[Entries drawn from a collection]
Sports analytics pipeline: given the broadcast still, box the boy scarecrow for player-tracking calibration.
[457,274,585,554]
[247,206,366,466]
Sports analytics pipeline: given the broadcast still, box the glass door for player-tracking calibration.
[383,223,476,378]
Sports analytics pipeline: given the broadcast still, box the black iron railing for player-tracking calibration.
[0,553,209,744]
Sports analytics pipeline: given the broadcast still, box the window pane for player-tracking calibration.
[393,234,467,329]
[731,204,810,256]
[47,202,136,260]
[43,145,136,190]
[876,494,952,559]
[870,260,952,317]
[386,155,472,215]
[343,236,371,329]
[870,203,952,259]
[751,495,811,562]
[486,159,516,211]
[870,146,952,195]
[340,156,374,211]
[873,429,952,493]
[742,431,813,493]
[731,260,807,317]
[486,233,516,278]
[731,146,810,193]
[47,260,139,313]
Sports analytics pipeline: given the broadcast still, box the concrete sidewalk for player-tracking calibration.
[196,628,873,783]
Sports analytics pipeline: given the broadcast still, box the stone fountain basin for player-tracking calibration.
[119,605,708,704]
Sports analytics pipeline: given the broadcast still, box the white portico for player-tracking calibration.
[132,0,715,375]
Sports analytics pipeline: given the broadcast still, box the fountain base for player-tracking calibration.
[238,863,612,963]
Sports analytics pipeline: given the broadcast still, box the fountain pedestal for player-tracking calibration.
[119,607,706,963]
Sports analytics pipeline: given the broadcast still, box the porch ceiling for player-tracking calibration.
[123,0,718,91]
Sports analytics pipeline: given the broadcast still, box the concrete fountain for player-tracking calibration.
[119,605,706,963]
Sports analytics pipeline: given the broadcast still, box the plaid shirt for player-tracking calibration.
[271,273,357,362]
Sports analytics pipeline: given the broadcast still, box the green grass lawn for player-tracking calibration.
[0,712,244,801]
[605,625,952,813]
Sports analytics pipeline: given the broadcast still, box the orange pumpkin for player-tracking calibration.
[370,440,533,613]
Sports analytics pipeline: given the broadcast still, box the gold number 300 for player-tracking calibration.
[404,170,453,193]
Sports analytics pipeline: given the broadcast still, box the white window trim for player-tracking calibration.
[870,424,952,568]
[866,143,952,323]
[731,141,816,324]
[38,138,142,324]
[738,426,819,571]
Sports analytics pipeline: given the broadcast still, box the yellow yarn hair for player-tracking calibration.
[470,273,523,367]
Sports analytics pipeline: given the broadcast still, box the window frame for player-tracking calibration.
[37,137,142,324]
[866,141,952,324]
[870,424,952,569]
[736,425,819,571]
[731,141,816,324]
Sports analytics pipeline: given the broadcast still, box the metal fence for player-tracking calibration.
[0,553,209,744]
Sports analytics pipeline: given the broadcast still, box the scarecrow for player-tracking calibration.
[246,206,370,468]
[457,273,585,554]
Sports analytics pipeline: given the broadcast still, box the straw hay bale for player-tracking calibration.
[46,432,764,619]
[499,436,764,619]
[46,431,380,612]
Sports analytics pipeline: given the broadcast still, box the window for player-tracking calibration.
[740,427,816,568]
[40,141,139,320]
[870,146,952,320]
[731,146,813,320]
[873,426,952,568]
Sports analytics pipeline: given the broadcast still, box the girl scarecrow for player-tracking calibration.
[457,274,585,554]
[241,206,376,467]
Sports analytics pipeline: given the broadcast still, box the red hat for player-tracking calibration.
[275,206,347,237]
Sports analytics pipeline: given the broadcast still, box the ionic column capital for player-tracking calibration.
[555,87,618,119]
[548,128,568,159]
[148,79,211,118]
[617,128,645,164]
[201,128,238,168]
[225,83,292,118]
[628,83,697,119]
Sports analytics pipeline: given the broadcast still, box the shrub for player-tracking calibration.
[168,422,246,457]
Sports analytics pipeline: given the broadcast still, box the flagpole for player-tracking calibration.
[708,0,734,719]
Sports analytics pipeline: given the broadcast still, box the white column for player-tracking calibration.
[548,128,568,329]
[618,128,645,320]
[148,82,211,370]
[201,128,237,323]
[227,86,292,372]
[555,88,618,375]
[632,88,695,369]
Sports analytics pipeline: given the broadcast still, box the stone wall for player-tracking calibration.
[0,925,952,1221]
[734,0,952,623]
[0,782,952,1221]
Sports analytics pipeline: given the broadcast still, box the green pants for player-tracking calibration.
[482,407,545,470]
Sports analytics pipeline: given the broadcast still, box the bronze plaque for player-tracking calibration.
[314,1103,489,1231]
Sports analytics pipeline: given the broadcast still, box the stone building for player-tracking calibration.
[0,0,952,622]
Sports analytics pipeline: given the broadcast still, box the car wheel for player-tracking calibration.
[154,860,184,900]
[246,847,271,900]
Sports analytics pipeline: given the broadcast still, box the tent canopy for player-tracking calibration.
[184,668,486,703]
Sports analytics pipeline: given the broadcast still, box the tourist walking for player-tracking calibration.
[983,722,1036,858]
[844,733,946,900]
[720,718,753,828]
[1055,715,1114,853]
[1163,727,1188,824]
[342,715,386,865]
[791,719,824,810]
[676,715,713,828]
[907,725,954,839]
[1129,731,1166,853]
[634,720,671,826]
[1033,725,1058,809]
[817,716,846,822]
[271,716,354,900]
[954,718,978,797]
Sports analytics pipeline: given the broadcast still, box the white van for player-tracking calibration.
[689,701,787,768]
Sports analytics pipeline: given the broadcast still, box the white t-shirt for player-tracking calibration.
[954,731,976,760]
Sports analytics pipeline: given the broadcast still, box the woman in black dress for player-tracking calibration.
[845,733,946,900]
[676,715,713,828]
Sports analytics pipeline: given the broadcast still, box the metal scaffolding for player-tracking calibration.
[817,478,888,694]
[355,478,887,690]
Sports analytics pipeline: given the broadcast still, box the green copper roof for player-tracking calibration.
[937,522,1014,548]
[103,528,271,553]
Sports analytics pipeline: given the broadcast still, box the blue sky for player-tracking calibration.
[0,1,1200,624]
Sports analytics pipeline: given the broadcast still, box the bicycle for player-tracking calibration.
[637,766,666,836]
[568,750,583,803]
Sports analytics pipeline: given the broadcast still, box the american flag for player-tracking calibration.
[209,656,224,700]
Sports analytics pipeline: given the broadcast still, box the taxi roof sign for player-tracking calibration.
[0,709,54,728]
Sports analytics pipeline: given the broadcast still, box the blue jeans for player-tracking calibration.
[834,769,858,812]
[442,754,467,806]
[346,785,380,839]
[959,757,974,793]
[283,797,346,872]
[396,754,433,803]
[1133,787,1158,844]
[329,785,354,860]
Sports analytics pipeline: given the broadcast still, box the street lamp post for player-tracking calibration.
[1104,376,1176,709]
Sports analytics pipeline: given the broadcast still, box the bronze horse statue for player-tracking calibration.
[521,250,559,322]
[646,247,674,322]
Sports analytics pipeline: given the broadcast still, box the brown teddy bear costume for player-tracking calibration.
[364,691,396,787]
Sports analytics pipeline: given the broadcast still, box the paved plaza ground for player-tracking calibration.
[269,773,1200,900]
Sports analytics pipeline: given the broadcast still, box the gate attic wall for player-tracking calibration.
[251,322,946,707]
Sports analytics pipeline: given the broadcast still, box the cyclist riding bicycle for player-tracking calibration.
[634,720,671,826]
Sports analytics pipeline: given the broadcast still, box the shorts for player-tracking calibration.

### Exercise task
Update the records above by replacing "broadcast still" with "video frame" and leaving everything else unchanged.

### Written answer
Sports analytics pipeline: given the video frame, box the boy scarecrow for player-tracking calibration.
[457,274,585,554]
[247,206,366,466]
Sports analytics pipeline: given the video frame, box the glass door for player-tracking calibration.
[383,223,476,378]
Sports analytics pipeline: given the video frame, box the black iron railing for player-tracking calibration.
[0,553,209,744]
Sports analytics pipeline: given the video frame, box the window pane for player-tracking calibration.
[393,234,467,329]
[731,204,810,256]
[47,202,136,260]
[43,145,136,190]
[876,494,952,559]
[870,260,952,317]
[386,155,472,215]
[343,236,371,329]
[870,203,952,259]
[751,495,811,562]
[486,159,516,211]
[870,146,952,195]
[340,156,374,211]
[873,429,952,493]
[742,431,813,493]
[731,260,807,317]
[486,233,516,278]
[731,146,810,193]
[47,260,139,313]
Sports analytics pipeline: given the video frame, box the concrete sidewalk for player-tracking calibration.
[196,628,873,783]
Sports analytics pipeline: given the video frame, box the stone fountain basin for player-tracking calibration.
[119,605,708,704]
Sports analytics pipeline: given the video frame, box the white portico for player-tracking calibration.
[132,0,715,375]
Sports analytics pipeline: given the video frame, box the fountain base for player-tracking calibration.
[238,863,612,963]
Sports analytics pipeline: given the video frame, box the fountain pedestal for player-tracking calibration.
[119,607,706,963]
Sports analytics pipeline: given the video frame, box the porch ceiling for player-tracking calibration.
[123,0,718,91]
Sports analytics pipeline: given the video frame, box the concrete fountain for player-tracking calibration.
[119,605,706,963]
Sports analytics pipeline: given the video frame, box the plaid shirt for player-tracking calibration.
[271,273,357,362]
Sports analytics pipeline: given the video frame, box the green grass lawn for player-tracking calibration.
[0,712,244,801]
[605,625,952,813]
Sports analytics pipeline: given the video frame, box the orange pumpkin for player-tracking calibration.
[370,440,533,613]
Sports analytics pipeline: given the video frame, box the gold number 300 for player-tracking calibration.
[404,170,453,193]
Sports analytics pipeline: given the video frame, box the white window trim for player-tracking calibration.
[870,424,952,568]
[866,143,952,323]
[731,141,816,324]
[38,138,142,324]
[738,426,819,571]
Sports analytics pipeline: given the video frame, box the yellow yarn hair for player-tracking calibration.
[470,273,523,367]
Sports analytics pipeline: given the video frame, box the window frame for player-tracking calibration.
[37,137,142,324]
[866,141,952,324]
[870,424,952,569]
[736,425,819,571]
[731,141,816,324]
Sports analytics pipeline: given the video frame, box the metal fence for player-tracking calibration.
[0,553,209,744]
Sports analytics pipeline: given the video frame, box the scarecrow for player-tracking calibration.
[246,206,370,468]
[457,273,585,554]
Sports analytics pipeline: given the video frame, box the straw hay bale for player-tracking calibration.
[46,432,764,619]
[499,436,764,619]
[46,431,380,612]
Sports analytics pipeline: given the video frame, box the window for player-tracking calibration.
[740,427,816,568]
[40,141,139,320]
[870,146,952,320]
[731,146,813,320]
[873,426,952,568]
Sports analytics pipeline: given the video frame, box the girl scarecrow for player-tracking calibration.
[457,274,585,554]
[241,206,376,467]
Sports analytics pipeline: given the video frame, box the red hat for player-tracking calibration.
[275,206,347,237]
Sports analytics pipeline: given the video frame, box the ionic column capital for player-tracking calibration.
[555,87,618,119]
[548,128,568,159]
[148,79,211,118]
[617,128,645,164]
[201,128,238,168]
[225,83,292,118]
[628,83,697,119]
Sports analytics pipeline: given the video frame, box the shrub for player-tracking calibration.
[168,422,246,457]
Sports analytics pipeline: given the video frame, box the flagpole for player-tracking calibration.
[708,0,734,719]
Sports analytics pipeline: given the video frame, box the white column for player-tracking calibration.
[548,128,568,329]
[618,128,645,320]
[148,82,211,370]
[201,128,237,323]
[227,86,292,372]
[555,88,618,375]
[632,88,695,369]
Sports analytics pipeline: given the video frame, box the stone wall for player-tracking calibration.
[0,925,952,1221]
[734,0,952,623]
[0,782,952,1221]
Sports analytics pipeline: given the video frame, box the green pants for player-tracking calibration.
[482,407,545,470]
Sports analytics pipeline: given the video frame, box the bronze plaque for player-tracking calibration.
[314,1103,489,1231]
Sports analytics pipeline: given the video frame, box the stone building for player-tracking calibration.
[0,0,952,622]
Sports analytics pipeline: given the video frame, box the car wheel for player-tracking calibration.
[154,860,184,900]
[246,847,271,900]
Sports analytics pipeline: given the video frame, box the tent canopy for player-tracking calibration.
[184,668,486,703]
Sports analytics pipeline: given the video frame, box the tourist walking for player-tracking calibration.
[983,722,1036,858]
[844,733,946,900]
[720,718,753,828]
[1055,715,1114,853]
[1163,727,1188,824]
[342,715,386,865]
[791,719,824,810]
[676,715,713,828]
[907,725,954,839]
[1129,731,1166,853]
[634,720,671,826]
[1033,725,1058,809]
[817,716,846,822]
[271,716,354,900]
[954,718,978,797]
Sports analytics pipeline: given the video frame, box the white van for player-tracking calibration.
[689,701,787,768]
Sports analytics pipeline: given the video frame, box the white t-shirt for player-tracking calibration.
[954,731,976,760]
Sports analytics pipeline: given the video frame, box the woman in black dress for player-tracking calibration.
[845,733,946,900]
[676,715,713,828]
Sports analytics pipeline: given the video frame, box the metal scaffolding for player-tracking calibration.
[817,478,888,694]
[355,478,887,690]
Sports analytics pipeline: given the video frame, box the green copper roof for player-tracking calibration.
[937,522,1014,548]
[103,528,271,553]
Sports analytics pipeline: given the video frame, box the blue sky for player-tracking calibration.
[0,1,1200,624]
Sports analytics pipeline: given the video frame, box the bicycle for player-tracking calibration.
[637,766,666,836]
[568,750,583,803]
Sports analytics pipeline: given the video frame, box the american flag for player-tracking calibration.
[209,656,224,700]
Sports analytics pipeline: given the video frame, box the taxi roof sign for player-tracking calibration.
[0,709,54,728]
Sports analytics pipeline: given the video frame, box the blue jeans for player-tracking calibration.
[834,769,858,812]
[442,754,467,806]
[346,785,380,839]
[959,757,974,793]
[283,797,346,872]
[396,754,433,803]
[1133,787,1158,844]
[329,785,354,860]
Sports analytics pipeline: given the video frame, box the street lamp post for player-tracking calibration.
[1104,376,1176,709]
Sports analytics pipeline: given the video frame, box the bronze horse statue for player-tracking calibration.
[521,250,559,322]
[646,247,674,322]
Sports analytics pipeline: given the video frame, box the brown teddy bear costume for player-tracking calibration.
[364,691,396,787]
Sports analytics pipeline: given the video frame, box the paved plaza ground for player-tracking calibration.
[269,773,1200,900]
Sports analytics pipeline: given the video frame, box the gate attic wall for player-tracking calibration.
[251,322,946,707]
Sports analytics pipeline: given the video frame, box the cyclist riding bicycle for player-tracking calibration.
[634,720,671,826]
Sports analytics pipeline: given the video frame, box the shorts for player-tracking calibration.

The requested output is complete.